◆ TASK DESCRIPTION ◆
Your task is to give the data again, exactly, with every line intact.

Source records:
= = = = =

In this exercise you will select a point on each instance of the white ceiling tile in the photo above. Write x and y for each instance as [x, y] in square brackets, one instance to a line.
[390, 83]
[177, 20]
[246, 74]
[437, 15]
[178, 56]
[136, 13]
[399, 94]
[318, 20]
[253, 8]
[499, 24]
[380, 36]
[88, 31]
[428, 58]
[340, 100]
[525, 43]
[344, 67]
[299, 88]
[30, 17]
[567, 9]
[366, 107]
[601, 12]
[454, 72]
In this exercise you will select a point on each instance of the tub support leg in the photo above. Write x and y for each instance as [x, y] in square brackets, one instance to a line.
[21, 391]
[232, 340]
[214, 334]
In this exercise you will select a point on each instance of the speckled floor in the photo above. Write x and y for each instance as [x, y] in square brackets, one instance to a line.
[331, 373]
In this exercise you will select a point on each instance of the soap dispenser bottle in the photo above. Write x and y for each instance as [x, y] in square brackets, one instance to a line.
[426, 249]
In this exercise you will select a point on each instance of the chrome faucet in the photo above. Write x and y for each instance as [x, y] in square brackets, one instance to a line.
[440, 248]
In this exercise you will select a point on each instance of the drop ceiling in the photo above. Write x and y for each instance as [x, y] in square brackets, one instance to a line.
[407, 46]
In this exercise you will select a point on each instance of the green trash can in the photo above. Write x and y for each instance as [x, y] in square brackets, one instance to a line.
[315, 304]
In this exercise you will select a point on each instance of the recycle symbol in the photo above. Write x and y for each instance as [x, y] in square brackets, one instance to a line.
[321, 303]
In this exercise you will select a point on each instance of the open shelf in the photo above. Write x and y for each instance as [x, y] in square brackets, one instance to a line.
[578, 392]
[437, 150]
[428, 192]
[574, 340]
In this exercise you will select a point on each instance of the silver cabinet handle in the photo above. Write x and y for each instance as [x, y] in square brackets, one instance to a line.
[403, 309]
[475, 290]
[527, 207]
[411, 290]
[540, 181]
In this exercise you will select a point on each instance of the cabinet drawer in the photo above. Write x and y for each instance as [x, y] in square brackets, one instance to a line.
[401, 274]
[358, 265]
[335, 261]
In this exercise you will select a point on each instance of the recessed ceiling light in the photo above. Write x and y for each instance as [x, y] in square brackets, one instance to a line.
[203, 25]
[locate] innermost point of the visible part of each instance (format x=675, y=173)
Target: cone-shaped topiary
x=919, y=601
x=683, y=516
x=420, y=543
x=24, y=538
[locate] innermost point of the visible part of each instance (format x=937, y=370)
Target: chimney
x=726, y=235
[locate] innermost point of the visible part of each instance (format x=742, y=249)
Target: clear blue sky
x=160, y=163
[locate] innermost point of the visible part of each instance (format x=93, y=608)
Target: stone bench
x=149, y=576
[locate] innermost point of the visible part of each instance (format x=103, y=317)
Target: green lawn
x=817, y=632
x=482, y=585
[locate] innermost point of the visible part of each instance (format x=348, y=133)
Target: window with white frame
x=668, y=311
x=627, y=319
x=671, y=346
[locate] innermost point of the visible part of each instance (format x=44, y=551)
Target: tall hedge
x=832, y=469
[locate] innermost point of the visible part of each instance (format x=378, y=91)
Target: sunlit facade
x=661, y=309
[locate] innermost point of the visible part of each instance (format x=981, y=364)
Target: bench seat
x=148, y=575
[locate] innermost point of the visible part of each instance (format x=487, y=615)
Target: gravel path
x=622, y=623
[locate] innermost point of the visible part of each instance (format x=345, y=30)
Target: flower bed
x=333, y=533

= = = = =

◆ RESULT FOR THIS EXERCISE ◆
In this exercise you will select a point on each instance of the white ceiling tile in the photo above. Write x and y for each instance as [x, y] in square brackets, one instance to a line.
[390, 83]
[177, 20]
[246, 74]
[437, 15]
[178, 56]
[136, 13]
[399, 94]
[318, 20]
[253, 8]
[499, 24]
[380, 36]
[88, 31]
[428, 58]
[340, 100]
[525, 43]
[344, 67]
[299, 88]
[30, 17]
[567, 9]
[366, 107]
[601, 12]
[454, 72]
In this exercise you will select a point on each instance of the tub support leg in the photo above. Write x and y for each instance as [x, y] in square brackets, one instance to a line.
[21, 391]
[232, 340]
[214, 334]
In this exercise you will select a point on each instance of the speckled floor in the photo above. Write x and y for each instance as [x, y] in square brackets, one instance to a line.
[331, 373]
In this exercise you will select a point on each instance of the soap dispenser bottle in the photo above. Write x and y for each instance as [x, y] in square brackets, one instance to a line.
[426, 249]
In this exercise you will select a point on each instance of the chrome faucet in the photo above. Write x and y for each instance as [x, y] in square brackets, one instance to a line.
[440, 248]
In this exercise you will select a point on each instance of the drop ceiling in the photo above. Write x and y for each instance as [x, y] in square brackets, one instance to a line.
[407, 46]
In this exercise you will select a point on each instance of the green trash can in the photo above. Write x and y for each instance as [x, y] in square brackets, one instance to a line.
[315, 304]
In this exercise you will select a point on each instance of the recycle symbol in the photo above. Write x and y for each instance as [x, y] in square brackets, one instance to a line.
[321, 303]
In this exercise you will select a point on each instance of the open shelf in the photo above. Write x and y for each instance as [x, y] in square brackets, one instance to a line.
[578, 392]
[437, 150]
[428, 192]
[574, 340]
In this exercise you will select a point on each instance of the silver cabinet handle in the photo above. Write x and y for each instance as [x, y] in square brackets, one instance to a line.
[403, 309]
[475, 290]
[527, 207]
[411, 290]
[540, 181]
In this exercise you will select a point on each instance of the cabinet drawer in the photo above. Write x and y for each instance as [x, y] in square brackets, one instance to a line.
[401, 274]
[358, 265]
[335, 261]
In this exercise you will select a point on each instance of the recessed ceiling light in the photo above. Write x and y for each instance as [x, y] in square brackets, one instance to a line.
[203, 25]
[locate] innermost point of the visible part of each instance (format x=675, y=173)
Target: cone-shaped topiary
x=919, y=601
x=683, y=516
x=420, y=543
x=24, y=538
[locate] innermost point of the visible part of each instance (format x=937, y=370)
Target: chimney
x=726, y=235
[locate] innermost point of the visible part of each instance (format x=742, y=249)
Target: clear blue sky
x=160, y=163
[locate] innermost point of the visible part of each instance (format x=93, y=608)
Target: stone bench
x=149, y=576
[locate] innermost point of the visible part of each instance (format x=103, y=317)
Target: green lawn
x=817, y=632
x=482, y=585
[locate] innermost point of the visible part of each instance (format x=348, y=133)
Target: window with white frame
x=668, y=311
x=627, y=319
x=671, y=346
[locate] innermost point of the visible part of each instance (format x=44, y=551)
Target: tall hedge
x=832, y=469
[locate] innermost point of the visible part of each instance (format x=378, y=91)
Target: sunlit facade
x=661, y=309
[locate] innermost point of the visible part of each instance (format x=981, y=364)
Target: bench seat
x=148, y=575
[locate] innermost point of the visible part of each instance (format x=487, y=615)
Target: gravel path
x=622, y=623
[locate] innermost point of the visible part of each instance (format x=345, y=30)
Target: flower bed
x=333, y=533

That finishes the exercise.